:: 本文抜粋

カスペルスキーは9月15日、「MATAフレームワークとVHDランサムウェア:Lazarusグループによる国内での活動の観測」と題する報道機関向けのオンライン説明会を開催した。
グローバル調査分析チーム マルウェアリサーチャーの石丸傑氏によると、「MATAフレームワーク」とは、プラグインのDLL名に“MATA_”という文字列が見つかることから命名された、マルチプラットフォームを標的とした攻撃に使用されるフレームワークという。

MATAフレームワークの概要。独自のマルウェアを派生させるための“ひな形”として使われるもの
2020年7月21日時点でドイツ、ポーランド、トルコ、インド、韓国、日本の6カ国で、ソフトウェア開発企業、Eコマース(電子商取引)企業、インターネットサービスプロバイダー(ISP)などを狙った攻撃が検知されているというもの。感染した場合にはネットワーク内でデータベースを検索することから、データベースに格納されている情報を盗み出すことに高い関心を持つものと推測されている。

::::
:: 入力データ

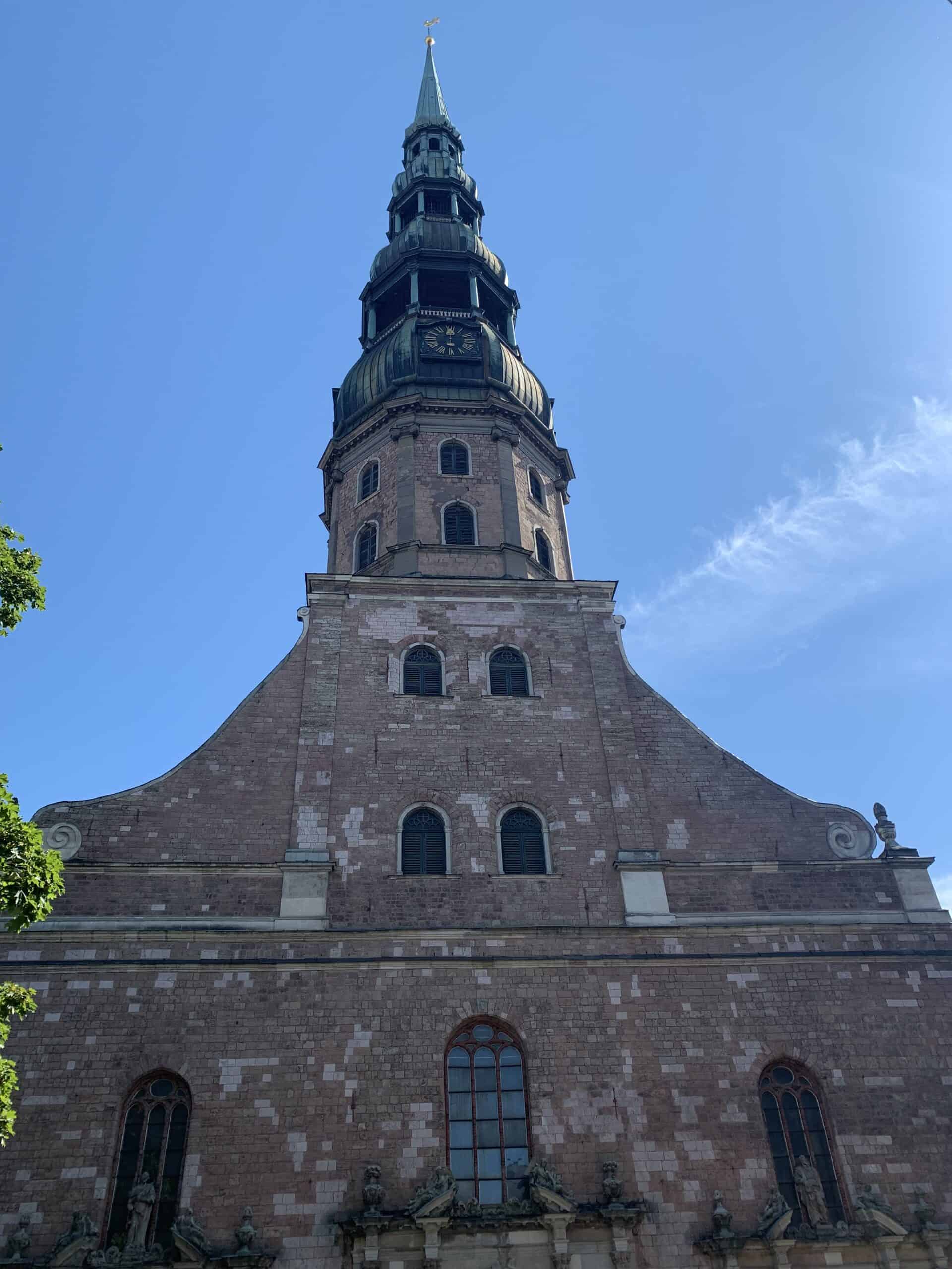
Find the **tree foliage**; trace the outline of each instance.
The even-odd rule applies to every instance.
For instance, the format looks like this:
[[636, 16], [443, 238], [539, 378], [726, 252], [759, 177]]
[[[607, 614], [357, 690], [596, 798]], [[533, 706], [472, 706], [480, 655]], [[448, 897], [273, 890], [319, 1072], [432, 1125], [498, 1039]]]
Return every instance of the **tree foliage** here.
[[28, 608], [46, 607], [46, 588], [37, 581], [42, 561], [29, 547], [14, 544], [18, 542], [23, 534], [0, 524], [0, 637], [10, 633]]
[[[46, 605], [46, 590], [37, 581], [39, 556], [29, 547], [10, 546], [11, 542], [23, 542], [22, 534], [14, 533], [9, 524], [0, 524], [0, 636], [4, 637], [28, 608]], [[20, 819], [6, 775], [0, 774], [0, 912], [6, 912], [6, 931], [19, 934], [33, 921], [42, 921], [62, 892], [62, 859], [56, 850], [43, 849], [43, 834], [36, 824]], [[37, 997], [29, 987], [0, 982], [0, 1051], [10, 1037], [10, 1022], [28, 1018], [36, 1008]], [[17, 1086], [17, 1065], [9, 1057], [0, 1057], [0, 1146], [13, 1136]]]

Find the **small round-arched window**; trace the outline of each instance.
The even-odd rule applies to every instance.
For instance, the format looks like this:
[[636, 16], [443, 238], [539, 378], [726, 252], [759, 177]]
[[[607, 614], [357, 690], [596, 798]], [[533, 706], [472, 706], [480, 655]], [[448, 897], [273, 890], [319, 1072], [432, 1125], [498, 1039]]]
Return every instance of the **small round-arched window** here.
[[166, 1071], [146, 1076], [126, 1103], [119, 1154], [113, 1174], [113, 1194], [105, 1226], [105, 1246], [123, 1246], [129, 1233], [129, 1197], [136, 1187], [155, 1189], [147, 1213], [145, 1245], [171, 1246], [171, 1222], [179, 1204], [185, 1162], [192, 1094], [185, 1081]]
[[522, 1052], [493, 1022], [465, 1023], [447, 1048], [447, 1151], [463, 1202], [526, 1198], [528, 1112]]
[[805, 1166], [814, 1174], [814, 1188], [819, 1178], [823, 1189], [828, 1217], [828, 1222], [823, 1223], [835, 1225], [836, 1221], [842, 1221], [843, 1197], [814, 1077], [805, 1068], [792, 1063], [777, 1062], [768, 1066], [760, 1076], [760, 1110], [773, 1155], [777, 1184], [793, 1208], [791, 1225], [796, 1227], [802, 1220], [812, 1223], [797, 1189], [797, 1180], [801, 1179], [807, 1181], [803, 1193], [810, 1190], [809, 1174], [803, 1170], [802, 1178], [796, 1175], [797, 1170]]

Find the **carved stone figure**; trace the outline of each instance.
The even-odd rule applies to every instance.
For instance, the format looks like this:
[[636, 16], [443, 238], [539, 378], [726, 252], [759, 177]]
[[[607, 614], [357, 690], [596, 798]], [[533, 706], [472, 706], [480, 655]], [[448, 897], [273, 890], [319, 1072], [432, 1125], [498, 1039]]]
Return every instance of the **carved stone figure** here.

::::

**課題一覧**
1. MATAフレームワークの記事を読んで、次の質問に答えてください。答えも(a)(b)(c)をつけて1行ずつ書いてください。
(a) カスペルスキーがオンライン説明会を開いたのは何月何日ですか。
(b) 「MATAフレームワーク」という名前は、何をもとに付けられましたか。
(c) 2020年7月21日の時点で、攻撃が見つかっていた国はいくつですか。
2. MATAフレームワークの記事の、「MATAフレームワークの概要」から「を持つものと推測されている。」までを一字も変えずに書き写してください。
3. MATAフレームワークの記事を、最後の文のあとから続けて書いてください。

**回答一覧**
1.
(a) 9月15日
(b) プラグインのDLL名に“MATA_”という文字列が見つかること
(c) 6カ国(ドイツ、ポーランド、トルコ、インド、韓国、日本)

2.
MATAフレームワークの概要。独自のマルウェアを派生させるための“ひな形”として使われるもの
2020年7月21日時点でドイツ、ポーランド、トルコ、インド、韓国、日本の6カ国で、ソフトウェア開発企業、Eコマース(電子商取引)企業、インターネットサービスプロバイダー(ISP)などを狙った攻撃が検知されているというもの。感染した場合にはネットワーク内でデータベースを検索することから、データベースに格納されている情報を盗み出すことに高い関心を持つものと推測されている。

3.
MATAの検知状況
MATAフレームワークは、感染すると他のモジュールのダウンロードを実行する「ローダー」、ローダーによってダウンロードされ、さまざまな機能を実行するプラグインを読み込み、実行する「オーケストレーター」、オーケストレーターによって実行されるさまざまな具体的な機能を実装した「プラグイン」のモジュールで構成されている。

MATAの構造。プロセス制御やファイルアクセスなどの機能はプラグインで実装される
具体的な機能がプラグイン(Windows上ではDLLとして実装)として提供されることから、新たなプラグインを開発することで挙動を変えられる可能性があるようだ。Windows版のほか、Linux版やmacOS版の存在も確認されており、特にLinux版はDaemonとして起動するほか、LinuxベースのOSを利用するIoT機器をターゲットにしていると推測される。
関与が疑われている“Lazarusグループ”(HiddenCobraとも呼ばれる)は、北朝鮮の支援を受けた「国家支援型攻撃グループ」と推測されている。MATAのオーケストレーターの内部で、過去に同グループが使用した「Manuscryptバックドア」に含まれていたのと同様の特徴的な文字列が含まれているのが発見されたことから、MATAフレームワークにもLazarusグループが関与しているものと推測されているという。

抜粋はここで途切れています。